- **Material**
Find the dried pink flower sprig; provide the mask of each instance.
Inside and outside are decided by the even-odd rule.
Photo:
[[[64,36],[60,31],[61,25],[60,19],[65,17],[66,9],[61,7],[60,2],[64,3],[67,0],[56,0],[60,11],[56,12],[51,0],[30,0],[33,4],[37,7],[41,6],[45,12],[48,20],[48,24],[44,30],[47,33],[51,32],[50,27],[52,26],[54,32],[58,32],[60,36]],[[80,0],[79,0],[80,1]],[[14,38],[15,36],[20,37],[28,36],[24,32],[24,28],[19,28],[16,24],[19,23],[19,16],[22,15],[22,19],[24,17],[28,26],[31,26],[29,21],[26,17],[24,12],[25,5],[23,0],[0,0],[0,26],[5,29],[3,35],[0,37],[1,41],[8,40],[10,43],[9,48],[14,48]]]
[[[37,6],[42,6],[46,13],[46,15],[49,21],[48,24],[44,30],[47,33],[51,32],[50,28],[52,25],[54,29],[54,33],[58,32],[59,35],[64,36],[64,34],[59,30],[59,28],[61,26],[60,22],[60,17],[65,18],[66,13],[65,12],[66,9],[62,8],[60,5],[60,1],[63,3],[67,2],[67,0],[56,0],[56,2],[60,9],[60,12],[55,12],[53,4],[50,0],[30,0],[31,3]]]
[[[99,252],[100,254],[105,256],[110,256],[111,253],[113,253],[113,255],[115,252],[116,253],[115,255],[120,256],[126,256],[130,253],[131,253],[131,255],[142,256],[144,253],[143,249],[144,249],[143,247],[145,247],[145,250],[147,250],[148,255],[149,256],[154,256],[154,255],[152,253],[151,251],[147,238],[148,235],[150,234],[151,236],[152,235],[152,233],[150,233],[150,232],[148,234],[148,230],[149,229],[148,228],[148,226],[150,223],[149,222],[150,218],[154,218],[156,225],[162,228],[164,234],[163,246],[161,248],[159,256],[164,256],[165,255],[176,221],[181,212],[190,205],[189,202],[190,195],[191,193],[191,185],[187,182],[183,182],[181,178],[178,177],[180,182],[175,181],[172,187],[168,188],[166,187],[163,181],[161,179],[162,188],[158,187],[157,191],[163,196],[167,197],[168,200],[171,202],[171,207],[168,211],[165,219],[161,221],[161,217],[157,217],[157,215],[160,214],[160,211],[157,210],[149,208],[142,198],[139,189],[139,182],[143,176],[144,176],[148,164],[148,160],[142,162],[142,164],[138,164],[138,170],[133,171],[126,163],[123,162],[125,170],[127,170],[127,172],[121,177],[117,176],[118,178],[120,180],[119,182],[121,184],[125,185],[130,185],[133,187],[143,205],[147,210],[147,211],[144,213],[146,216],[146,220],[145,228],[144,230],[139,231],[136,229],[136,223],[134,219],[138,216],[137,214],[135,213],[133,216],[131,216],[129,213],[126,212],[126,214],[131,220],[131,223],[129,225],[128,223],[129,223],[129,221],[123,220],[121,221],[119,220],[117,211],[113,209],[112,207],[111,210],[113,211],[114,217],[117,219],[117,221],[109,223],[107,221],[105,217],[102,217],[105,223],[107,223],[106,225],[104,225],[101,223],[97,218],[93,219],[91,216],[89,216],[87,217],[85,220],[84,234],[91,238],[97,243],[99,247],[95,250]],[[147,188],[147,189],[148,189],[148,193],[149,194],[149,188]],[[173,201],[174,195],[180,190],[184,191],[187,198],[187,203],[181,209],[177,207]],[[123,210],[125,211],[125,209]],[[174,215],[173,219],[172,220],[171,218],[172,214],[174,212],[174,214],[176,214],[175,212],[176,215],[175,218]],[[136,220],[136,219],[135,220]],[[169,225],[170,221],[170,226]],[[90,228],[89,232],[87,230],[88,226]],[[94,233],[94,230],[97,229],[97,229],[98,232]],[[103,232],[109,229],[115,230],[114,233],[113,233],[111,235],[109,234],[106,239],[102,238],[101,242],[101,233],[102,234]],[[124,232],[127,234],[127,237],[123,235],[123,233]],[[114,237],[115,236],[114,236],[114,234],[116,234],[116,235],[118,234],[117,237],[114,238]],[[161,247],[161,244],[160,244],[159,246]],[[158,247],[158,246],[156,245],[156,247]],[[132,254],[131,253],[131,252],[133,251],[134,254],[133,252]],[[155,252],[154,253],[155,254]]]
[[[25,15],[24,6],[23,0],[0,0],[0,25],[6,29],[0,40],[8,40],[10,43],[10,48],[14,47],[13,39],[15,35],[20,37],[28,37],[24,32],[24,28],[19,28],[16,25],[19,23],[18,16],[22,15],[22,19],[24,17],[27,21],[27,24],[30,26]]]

- **Instructions to follow**
Output every line above without altering anything.

- **Solved exercise**
Find the dried pink flower sprig; provide the mask of each instance.
Inside and outside are decided by the even-odd rule.
Photo:
[[[64,36],[60,31],[61,25],[60,19],[65,17],[66,9],[61,7],[60,2],[64,3],[67,0],[56,0],[60,11],[56,12],[51,0],[30,0],[33,4],[37,7],[41,6],[45,12],[48,20],[48,24],[44,30],[47,33],[51,32],[50,27],[52,26],[54,32],[58,32],[60,36]],[[80,0],[79,0],[80,1]],[[14,38],[15,36],[20,37],[28,36],[24,32],[24,28],[19,28],[16,24],[19,23],[19,16],[22,15],[22,19],[24,17],[28,26],[31,26],[29,21],[26,17],[24,12],[25,5],[23,0],[0,0],[0,26],[5,29],[3,35],[0,37],[1,41],[8,40],[10,43],[9,48],[14,48]]]
[[[37,6],[42,6],[46,13],[46,15],[49,21],[48,24],[44,30],[47,33],[51,32],[50,28],[52,25],[54,29],[54,33],[58,32],[59,35],[64,36],[64,34],[59,30],[59,28],[61,26],[60,22],[60,17],[65,18],[66,13],[65,12],[66,9],[62,8],[60,5],[60,1],[63,3],[67,2],[67,0],[56,0],[56,2],[60,9],[60,12],[55,12],[53,4],[50,0],[30,0],[31,3]]]
[[[99,252],[100,254],[105,256],[110,256],[111,253],[113,253],[113,255],[115,252],[116,253],[115,255],[120,256],[126,256],[130,253],[131,253],[131,255],[142,256],[144,253],[143,249],[144,249],[143,247],[145,247],[145,250],[147,250],[148,255],[149,256],[154,256],[154,255],[152,253],[151,251],[147,238],[148,235],[150,234],[151,236],[152,235],[152,233],[150,233],[150,232],[148,234],[148,230],[149,229],[148,228],[148,226],[150,223],[149,222],[150,218],[154,218],[156,225],[162,228],[164,234],[163,246],[161,248],[159,256],[164,256],[165,255],[176,221],[181,212],[190,205],[189,202],[190,195],[191,193],[191,185],[187,182],[183,182],[181,178],[178,177],[180,182],[175,181],[172,187],[168,188],[166,187],[163,181],[161,179],[162,188],[158,187],[157,191],[163,196],[167,197],[168,200],[171,202],[171,207],[168,211],[165,219],[161,221],[161,217],[157,217],[157,215],[160,214],[160,211],[157,210],[149,208],[142,198],[139,189],[139,182],[143,176],[144,176],[148,164],[148,160],[142,162],[142,164],[138,164],[138,170],[133,171],[126,163],[123,162],[125,170],[127,170],[127,172],[121,177],[117,176],[118,178],[120,180],[119,182],[121,184],[125,185],[130,185],[133,187],[143,205],[147,210],[147,211],[144,213],[146,216],[146,220],[145,228],[144,230],[139,231],[136,229],[136,223],[134,219],[138,216],[137,214],[135,213],[133,216],[131,216],[129,213],[126,212],[126,214],[131,220],[131,223],[129,225],[128,223],[129,223],[129,221],[123,220],[121,221],[119,220],[117,211],[113,209],[112,207],[111,210],[113,211],[114,217],[117,219],[117,221],[109,223],[107,221],[105,217],[102,217],[105,223],[107,223],[106,225],[104,225],[101,223],[97,218],[93,219],[91,216],[89,216],[87,217],[85,220],[84,234],[91,238],[97,243],[99,247],[95,250]],[[147,188],[147,189],[148,189],[148,193],[149,194],[149,188]],[[173,201],[174,195],[180,190],[184,191],[187,198],[187,203],[181,209],[177,207]],[[123,210],[125,211],[125,209]],[[174,215],[173,219],[172,220],[171,218],[172,214],[174,212],[174,214],[176,214],[175,212],[176,215],[175,218]],[[136,220],[136,219],[135,220]],[[169,225],[170,221],[170,226]],[[90,228],[89,232],[87,230],[88,226]],[[94,233],[94,230],[97,229],[97,229],[98,232]],[[103,232],[109,229],[115,230],[114,233],[113,233],[111,235],[109,234],[106,239],[102,238],[101,242],[101,233],[102,234]],[[124,232],[127,234],[127,237],[123,235],[123,233]],[[114,237],[115,236],[114,236],[114,234],[116,234],[116,235],[118,234],[117,237],[114,238]],[[161,247],[161,244],[160,244],[159,246]],[[158,247],[158,246],[156,245],[156,247]],[[132,254],[131,253],[131,252],[133,251],[134,254],[133,252]],[[155,252],[154,253],[155,254]]]
[[[25,15],[24,6],[23,0],[0,0],[0,25],[6,29],[0,40],[8,40],[10,43],[10,48],[14,47],[13,39],[15,35],[20,37],[28,37],[24,32],[24,28],[19,28],[16,25],[19,23],[18,16],[22,15],[22,19],[24,17],[27,21],[27,24],[30,26]]]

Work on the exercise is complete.